Your instructions: Copy every line of the material exactly as it stands.
────
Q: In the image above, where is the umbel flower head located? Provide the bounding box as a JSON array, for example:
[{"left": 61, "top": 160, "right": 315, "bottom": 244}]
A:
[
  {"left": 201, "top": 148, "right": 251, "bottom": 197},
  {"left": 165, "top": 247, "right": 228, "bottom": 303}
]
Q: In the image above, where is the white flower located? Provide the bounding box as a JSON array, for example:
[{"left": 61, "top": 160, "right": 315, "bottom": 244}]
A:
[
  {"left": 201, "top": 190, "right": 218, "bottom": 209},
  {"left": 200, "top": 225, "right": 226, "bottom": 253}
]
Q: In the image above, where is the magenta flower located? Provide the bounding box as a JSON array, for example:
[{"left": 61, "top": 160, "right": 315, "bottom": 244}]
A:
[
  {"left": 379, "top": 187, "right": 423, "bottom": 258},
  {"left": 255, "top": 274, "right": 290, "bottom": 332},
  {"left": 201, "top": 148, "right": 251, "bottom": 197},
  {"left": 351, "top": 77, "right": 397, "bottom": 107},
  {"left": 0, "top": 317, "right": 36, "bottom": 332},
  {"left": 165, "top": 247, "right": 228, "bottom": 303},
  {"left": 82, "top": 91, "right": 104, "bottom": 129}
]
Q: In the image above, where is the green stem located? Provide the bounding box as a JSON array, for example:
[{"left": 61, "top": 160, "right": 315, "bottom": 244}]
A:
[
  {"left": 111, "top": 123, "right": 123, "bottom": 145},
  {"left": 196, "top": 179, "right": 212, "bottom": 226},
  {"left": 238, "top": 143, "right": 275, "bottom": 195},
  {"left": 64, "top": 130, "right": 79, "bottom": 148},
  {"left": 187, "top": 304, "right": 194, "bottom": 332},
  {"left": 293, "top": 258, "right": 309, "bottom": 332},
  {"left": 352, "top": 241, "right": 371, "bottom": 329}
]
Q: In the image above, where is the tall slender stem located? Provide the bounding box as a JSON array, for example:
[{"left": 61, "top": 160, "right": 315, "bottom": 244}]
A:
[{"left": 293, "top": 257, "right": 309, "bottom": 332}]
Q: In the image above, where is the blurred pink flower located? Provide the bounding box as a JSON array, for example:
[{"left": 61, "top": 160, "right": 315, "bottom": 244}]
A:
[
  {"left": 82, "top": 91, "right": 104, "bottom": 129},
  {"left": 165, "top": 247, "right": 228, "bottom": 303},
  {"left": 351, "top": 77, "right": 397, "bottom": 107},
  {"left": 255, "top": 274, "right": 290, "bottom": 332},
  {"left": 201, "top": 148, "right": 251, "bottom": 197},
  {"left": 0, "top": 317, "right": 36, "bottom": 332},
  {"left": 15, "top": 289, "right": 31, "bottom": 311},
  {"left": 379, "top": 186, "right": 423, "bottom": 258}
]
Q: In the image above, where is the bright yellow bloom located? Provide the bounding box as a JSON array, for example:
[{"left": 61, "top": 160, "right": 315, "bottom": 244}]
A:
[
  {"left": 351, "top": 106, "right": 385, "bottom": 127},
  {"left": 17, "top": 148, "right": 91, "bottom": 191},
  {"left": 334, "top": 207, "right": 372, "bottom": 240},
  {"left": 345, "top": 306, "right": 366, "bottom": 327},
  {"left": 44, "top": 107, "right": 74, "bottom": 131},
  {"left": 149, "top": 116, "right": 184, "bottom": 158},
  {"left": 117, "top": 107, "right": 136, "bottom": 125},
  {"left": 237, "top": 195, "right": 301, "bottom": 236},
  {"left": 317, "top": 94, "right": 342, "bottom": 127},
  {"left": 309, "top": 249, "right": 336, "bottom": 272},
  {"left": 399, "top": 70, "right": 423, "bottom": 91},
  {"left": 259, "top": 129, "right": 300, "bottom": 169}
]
────
Solution for this problem:
Q: In the image above, where is the umbel flower head located? Provide the bounding box as a JSON array, for example:
[{"left": 61, "top": 160, "right": 315, "bottom": 244}]
A:
[
  {"left": 201, "top": 148, "right": 251, "bottom": 197},
  {"left": 165, "top": 247, "right": 228, "bottom": 303}
]
Q: In the image above, where is the white flower located? Provide the bounding box as a JSON array, for example:
[{"left": 61, "top": 160, "right": 315, "bottom": 244}]
A:
[
  {"left": 201, "top": 190, "right": 218, "bottom": 209},
  {"left": 200, "top": 225, "right": 226, "bottom": 253}
]
Q: In the image above, where is the magenta flower located? Provide the bounding box as a JSON array, for example:
[{"left": 61, "top": 160, "right": 315, "bottom": 244}]
A:
[
  {"left": 379, "top": 187, "right": 423, "bottom": 258},
  {"left": 255, "top": 274, "right": 290, "bottom": 332},
  {"left": 201, "top": 148, "right": 251, "bottom": 197},
  {"left": 351, "top": 77, "right": 397, "bottom": 107},
  {"left": 0, "top": 317, "right": 36, "bottom": 332},
  {"left": 165, "top": 247, "right": 228, "bottom": 303},
  {"left": 82, "top": 91, "right": 104, "bottom": 129}
]
Q: In the image above, where is the green stem located? Provide the bounding box as a JSON array, for example:
[{"left": 61, "top": 160, "right": 315, "bottom": 244}]
A:
[
  {"left": 111, "top": 123, "right": 123, "bottom": 145},
  {"left": 196, "top": 179, "right": 212, "bottom": 226},
  {"left": 238, "top": 143, "right": 275, "bottom": 195},
  {"left": 64, "top": 130, "right": 79, "bottom": 148},
  {"left": 187, "top": 304, "right": 194, "bottom": 332},
  {"left": 293, "top": 258, "right": 309, "bottom": 332},
  {"left": 352, "top": 241, "right": 371, "bottom": 329}
]
Q: In the image above, where is the tall slender stem located? Provide the bounding box as a JSON array, for example:
[{"left": 61, "top": 160, "right": 315, "bottom": 244}]
A:
[{"left": 293, "top": 257, "right": 309, "bottom": 332}]
Q: In the image above, where is the blurred pink flower located? Provide the bounding box as a JSON array, for example:
[{"left": 61, "top": 160, "right": 315, "bottom": 244}]
A:
[
  {"left": 82, "top": 91, "right": 104, "bottom": 129},
  {"left": 165, "top": 247, "right": 228, "bottom": 303},
  {"left": 351, "top": 77, "right": 397, "bottom": 107},
  {"left": 255, "top": 274, "right": 290, "bottom": 332},
  {"left": 201, "top": 148, "right": 251, "bottom": 197},
  {"left": 0, "top": 317, "right": 36, "bottom": 332},
  {"left": 15, "top": 289, "right": 31, "bottom": 311},
  {"left": 379, "top": 186, "right": 423, "bottom": 258}
]
Q: In the image above, where is the bright yellow bloom located? Provide the bounding box as a JSON array, for example:
[{"left": 61, "top": 160, "right": 315, "bottom": 244}]
A:
[
  {"left": 351, "top": 106, "right": 385, "bottom": 127},
  {"left": 17, "top": 148, "right": 91, "bottom": 191},
  {"left": 334, "top": 207, "right": 372, "bottom": 240},
  {"left": 345, "top": 306, "right": 366, "bottom": 327},
  {"left": 44, "top": 107, "right": 74, "bottom": 131},
  {"left": 149, "top": 116, "right": 184, "bottom": 158},
  {"left": 117, "top": 107, "right": 136, "bottom": 125},
  {"left": 237, "top": 195, "right": 301, "bottom": 236},
  {"left": 317, "top": 94, "right": 342, "bottom": 127},
  {"left": 309, "top": 249, "right": 336, "bottom": 272},
  {"left": 399, "top": 70, "right": 423, "bottom": 91},
  {"left": 259, "top": 129, "right": 300, "bottom": 169}
]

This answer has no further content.